Stored records:
--- begin ---

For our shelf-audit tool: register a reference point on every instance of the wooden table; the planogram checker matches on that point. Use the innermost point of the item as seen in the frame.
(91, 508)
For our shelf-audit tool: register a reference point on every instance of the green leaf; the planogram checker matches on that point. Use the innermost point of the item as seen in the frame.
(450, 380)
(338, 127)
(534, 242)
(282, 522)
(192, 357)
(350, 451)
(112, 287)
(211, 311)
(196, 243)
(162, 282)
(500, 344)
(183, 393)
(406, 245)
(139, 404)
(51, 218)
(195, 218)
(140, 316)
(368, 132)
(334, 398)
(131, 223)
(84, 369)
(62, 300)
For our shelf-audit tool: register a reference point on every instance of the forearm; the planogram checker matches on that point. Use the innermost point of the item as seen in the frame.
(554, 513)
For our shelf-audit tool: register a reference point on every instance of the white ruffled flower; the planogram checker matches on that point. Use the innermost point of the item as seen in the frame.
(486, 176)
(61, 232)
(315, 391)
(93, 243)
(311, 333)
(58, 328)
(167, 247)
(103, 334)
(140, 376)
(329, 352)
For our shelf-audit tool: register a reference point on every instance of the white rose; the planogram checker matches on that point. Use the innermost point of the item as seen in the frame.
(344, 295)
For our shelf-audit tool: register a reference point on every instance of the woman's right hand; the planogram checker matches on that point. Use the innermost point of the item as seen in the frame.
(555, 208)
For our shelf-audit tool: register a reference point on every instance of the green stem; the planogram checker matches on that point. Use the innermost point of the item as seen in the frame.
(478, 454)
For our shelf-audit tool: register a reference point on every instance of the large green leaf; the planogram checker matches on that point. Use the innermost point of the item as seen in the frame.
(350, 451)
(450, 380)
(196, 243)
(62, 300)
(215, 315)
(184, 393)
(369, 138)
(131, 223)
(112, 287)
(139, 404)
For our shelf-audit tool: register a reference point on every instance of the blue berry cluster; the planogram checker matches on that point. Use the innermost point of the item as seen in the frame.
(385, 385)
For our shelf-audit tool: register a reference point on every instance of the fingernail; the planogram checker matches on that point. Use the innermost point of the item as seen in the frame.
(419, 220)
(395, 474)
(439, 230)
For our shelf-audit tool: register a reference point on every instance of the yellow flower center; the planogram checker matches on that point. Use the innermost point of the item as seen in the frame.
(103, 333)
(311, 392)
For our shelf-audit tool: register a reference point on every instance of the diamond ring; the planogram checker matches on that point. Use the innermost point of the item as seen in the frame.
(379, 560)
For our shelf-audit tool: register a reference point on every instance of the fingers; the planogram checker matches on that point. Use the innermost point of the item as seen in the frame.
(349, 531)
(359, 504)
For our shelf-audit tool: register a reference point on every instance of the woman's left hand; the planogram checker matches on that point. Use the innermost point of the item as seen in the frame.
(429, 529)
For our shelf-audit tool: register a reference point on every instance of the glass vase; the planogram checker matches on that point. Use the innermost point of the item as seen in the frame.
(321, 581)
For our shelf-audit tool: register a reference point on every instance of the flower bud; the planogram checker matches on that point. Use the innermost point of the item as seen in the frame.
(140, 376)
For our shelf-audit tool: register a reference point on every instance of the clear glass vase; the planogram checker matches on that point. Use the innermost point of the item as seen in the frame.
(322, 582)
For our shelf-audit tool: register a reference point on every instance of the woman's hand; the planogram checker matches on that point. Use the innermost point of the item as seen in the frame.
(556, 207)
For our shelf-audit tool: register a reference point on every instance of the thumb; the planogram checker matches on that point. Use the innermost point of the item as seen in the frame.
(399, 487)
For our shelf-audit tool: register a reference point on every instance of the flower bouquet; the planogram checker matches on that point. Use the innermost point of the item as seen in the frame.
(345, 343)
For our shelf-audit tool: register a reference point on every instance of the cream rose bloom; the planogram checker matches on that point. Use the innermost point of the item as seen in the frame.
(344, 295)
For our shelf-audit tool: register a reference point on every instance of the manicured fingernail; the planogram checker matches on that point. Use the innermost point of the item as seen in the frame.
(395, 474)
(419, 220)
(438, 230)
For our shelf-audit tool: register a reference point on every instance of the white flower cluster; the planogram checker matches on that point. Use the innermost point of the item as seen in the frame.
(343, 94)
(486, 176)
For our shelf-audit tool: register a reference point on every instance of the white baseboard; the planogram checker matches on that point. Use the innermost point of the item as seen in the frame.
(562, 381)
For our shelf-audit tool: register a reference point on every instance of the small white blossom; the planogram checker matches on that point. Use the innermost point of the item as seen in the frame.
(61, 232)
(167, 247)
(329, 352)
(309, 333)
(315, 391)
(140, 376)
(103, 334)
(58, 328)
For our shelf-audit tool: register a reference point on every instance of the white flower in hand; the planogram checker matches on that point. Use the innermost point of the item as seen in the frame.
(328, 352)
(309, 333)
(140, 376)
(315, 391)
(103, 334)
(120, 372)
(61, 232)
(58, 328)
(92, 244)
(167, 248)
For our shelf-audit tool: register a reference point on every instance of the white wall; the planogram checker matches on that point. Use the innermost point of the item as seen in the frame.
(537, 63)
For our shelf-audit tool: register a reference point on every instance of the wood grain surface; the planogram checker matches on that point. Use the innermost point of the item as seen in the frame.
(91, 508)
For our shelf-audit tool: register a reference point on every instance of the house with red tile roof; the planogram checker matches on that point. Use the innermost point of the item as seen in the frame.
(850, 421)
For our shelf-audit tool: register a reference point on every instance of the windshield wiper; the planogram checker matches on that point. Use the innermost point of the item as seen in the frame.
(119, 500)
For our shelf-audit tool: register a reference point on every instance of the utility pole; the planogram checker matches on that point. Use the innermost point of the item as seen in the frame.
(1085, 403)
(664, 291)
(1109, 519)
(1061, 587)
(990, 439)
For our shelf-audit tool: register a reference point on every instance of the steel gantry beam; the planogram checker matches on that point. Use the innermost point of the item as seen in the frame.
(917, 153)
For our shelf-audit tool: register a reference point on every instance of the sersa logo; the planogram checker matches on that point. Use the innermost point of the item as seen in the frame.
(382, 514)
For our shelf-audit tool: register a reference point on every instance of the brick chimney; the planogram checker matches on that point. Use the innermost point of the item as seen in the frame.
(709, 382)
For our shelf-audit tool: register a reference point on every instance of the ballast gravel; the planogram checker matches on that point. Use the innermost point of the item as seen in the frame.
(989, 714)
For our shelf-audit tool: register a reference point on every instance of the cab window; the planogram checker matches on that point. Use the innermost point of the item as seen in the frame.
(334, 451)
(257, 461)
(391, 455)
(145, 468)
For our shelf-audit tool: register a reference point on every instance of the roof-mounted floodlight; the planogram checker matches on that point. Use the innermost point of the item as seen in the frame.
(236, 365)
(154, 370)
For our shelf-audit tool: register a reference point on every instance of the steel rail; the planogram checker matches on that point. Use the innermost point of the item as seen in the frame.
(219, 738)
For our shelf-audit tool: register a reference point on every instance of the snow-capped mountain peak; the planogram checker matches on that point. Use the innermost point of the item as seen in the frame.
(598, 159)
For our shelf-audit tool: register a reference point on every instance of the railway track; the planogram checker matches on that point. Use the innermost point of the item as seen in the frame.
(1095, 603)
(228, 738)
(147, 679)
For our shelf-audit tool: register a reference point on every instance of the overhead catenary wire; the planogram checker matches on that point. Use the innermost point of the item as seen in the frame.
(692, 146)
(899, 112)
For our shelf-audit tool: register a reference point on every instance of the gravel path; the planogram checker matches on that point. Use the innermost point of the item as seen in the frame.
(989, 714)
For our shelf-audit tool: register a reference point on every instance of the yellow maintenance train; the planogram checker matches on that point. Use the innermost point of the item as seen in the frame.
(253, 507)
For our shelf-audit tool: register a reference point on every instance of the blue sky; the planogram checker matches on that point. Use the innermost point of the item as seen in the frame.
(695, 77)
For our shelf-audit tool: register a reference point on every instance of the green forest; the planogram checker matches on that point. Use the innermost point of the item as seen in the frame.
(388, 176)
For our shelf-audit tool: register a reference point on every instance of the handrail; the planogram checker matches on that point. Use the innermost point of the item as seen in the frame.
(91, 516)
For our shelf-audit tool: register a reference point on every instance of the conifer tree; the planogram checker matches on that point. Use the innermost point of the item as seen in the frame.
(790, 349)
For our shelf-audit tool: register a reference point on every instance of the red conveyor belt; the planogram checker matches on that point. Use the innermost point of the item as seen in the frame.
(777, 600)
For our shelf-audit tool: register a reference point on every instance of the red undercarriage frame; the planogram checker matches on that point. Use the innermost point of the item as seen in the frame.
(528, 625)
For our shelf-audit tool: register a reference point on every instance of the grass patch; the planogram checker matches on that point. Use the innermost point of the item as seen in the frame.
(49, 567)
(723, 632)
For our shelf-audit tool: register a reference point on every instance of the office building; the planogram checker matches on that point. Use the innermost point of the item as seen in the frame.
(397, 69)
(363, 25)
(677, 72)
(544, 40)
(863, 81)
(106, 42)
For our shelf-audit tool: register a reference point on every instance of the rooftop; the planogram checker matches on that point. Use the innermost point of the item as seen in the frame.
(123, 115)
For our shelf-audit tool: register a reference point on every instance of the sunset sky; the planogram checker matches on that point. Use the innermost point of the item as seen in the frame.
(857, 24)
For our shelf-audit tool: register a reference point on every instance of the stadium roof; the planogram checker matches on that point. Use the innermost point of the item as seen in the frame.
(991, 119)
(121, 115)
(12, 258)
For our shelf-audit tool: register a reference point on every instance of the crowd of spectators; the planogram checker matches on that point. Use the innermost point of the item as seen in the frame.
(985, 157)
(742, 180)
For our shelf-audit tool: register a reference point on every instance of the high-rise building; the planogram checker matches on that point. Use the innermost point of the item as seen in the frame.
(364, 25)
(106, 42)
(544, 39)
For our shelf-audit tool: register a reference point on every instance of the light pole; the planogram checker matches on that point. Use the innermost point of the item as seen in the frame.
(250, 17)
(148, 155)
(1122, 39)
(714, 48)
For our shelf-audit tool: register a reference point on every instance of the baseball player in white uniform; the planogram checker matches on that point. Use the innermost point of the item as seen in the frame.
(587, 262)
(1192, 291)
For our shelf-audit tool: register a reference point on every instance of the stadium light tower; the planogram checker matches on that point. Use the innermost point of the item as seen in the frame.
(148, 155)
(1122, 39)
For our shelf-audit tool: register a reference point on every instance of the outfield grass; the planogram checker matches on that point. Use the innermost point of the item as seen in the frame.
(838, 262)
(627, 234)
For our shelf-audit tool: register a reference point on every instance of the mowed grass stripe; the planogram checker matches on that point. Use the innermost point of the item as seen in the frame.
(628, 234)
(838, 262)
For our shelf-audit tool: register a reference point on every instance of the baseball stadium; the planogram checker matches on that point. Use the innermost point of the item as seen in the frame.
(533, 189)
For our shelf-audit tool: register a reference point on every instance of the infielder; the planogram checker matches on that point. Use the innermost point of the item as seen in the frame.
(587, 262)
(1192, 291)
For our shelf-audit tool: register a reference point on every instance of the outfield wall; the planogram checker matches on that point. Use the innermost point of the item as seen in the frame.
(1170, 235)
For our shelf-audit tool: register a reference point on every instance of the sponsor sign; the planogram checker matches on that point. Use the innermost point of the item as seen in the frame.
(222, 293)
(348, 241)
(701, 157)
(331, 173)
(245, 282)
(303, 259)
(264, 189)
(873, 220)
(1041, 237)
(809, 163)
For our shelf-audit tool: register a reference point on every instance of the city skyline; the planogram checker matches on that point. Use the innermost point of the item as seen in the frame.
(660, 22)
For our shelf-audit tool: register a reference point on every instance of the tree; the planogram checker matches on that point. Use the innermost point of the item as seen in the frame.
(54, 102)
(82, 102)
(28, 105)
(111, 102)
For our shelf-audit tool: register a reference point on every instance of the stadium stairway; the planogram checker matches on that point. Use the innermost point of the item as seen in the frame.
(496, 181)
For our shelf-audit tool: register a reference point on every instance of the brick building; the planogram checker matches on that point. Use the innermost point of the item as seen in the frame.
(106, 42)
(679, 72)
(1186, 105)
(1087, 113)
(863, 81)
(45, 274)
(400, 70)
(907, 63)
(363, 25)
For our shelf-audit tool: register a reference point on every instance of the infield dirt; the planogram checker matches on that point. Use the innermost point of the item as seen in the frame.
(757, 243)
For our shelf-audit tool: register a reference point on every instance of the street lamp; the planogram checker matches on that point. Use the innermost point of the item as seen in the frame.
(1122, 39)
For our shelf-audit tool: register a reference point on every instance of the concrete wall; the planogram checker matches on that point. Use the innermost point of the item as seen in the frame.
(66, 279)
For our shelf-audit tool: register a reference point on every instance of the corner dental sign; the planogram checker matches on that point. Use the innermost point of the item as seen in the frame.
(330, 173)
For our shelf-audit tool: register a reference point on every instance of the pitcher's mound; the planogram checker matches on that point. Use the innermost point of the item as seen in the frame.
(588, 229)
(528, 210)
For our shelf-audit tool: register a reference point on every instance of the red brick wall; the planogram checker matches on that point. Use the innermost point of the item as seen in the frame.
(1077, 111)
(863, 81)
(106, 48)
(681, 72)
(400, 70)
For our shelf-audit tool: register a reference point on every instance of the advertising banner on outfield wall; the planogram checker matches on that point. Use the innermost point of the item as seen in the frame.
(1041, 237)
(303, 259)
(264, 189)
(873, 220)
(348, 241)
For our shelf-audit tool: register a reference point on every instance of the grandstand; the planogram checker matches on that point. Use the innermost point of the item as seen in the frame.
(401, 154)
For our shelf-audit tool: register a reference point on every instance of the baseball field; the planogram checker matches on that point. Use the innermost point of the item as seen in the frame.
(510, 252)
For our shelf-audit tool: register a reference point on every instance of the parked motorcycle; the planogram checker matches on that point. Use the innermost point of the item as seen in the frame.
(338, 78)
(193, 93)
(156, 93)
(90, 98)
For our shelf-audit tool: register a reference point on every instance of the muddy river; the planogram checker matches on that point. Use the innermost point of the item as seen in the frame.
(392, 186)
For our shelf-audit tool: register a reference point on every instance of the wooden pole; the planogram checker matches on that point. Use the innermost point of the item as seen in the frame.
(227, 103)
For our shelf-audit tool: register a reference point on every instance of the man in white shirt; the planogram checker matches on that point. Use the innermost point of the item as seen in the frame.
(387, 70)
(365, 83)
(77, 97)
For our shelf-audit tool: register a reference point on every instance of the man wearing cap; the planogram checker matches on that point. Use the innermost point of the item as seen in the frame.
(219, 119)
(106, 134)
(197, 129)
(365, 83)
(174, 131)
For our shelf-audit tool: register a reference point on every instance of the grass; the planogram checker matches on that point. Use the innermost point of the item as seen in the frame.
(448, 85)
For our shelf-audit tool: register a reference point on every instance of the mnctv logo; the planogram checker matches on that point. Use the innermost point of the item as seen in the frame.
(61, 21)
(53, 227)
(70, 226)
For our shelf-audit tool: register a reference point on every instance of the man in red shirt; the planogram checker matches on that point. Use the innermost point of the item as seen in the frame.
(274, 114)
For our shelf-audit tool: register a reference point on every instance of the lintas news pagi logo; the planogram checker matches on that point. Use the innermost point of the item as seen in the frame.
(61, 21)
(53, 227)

--- end ---

Short task:
Take the line holding "the man wearing" and all lines after it through the end of the data, and set them down exactly.

Result of the exercise:
For our shelf-audit tool: register a reference point on every instance of the man wearing cap; the planogram checker matches on that point. Use the innermost point of the item as seen in the frame.
(219, 119)
(106, 134)
(197, 129)
(365, 83)
(174, 131)
For our shelf-audit tool: register a reference point on every instance of the grass; the planogram checker matches on that point. Use the innermost point of the item as seen in the frame.
(448, 85)
For our shelf-audit tool: register a reference point on every instance of the mnctv logo; the planogram checker matches on that point. Use the innermost point of the item as seen in the frame.
(61, 21)
(53, 227)
(70, 226)
For our shelf-audit tool: register a reference point on every instance of the man in red shirt; the planogram checker matches on that point. Use the innermost point of the item as seen in the frame.
(274, 114)
For our shelf-audit tool: register a reference point on every instance of the lintas news pagi logo; the planogram checker matches on that point. Use the innermost point of the item as seen in the frame.
(61, 21)
(53, 227)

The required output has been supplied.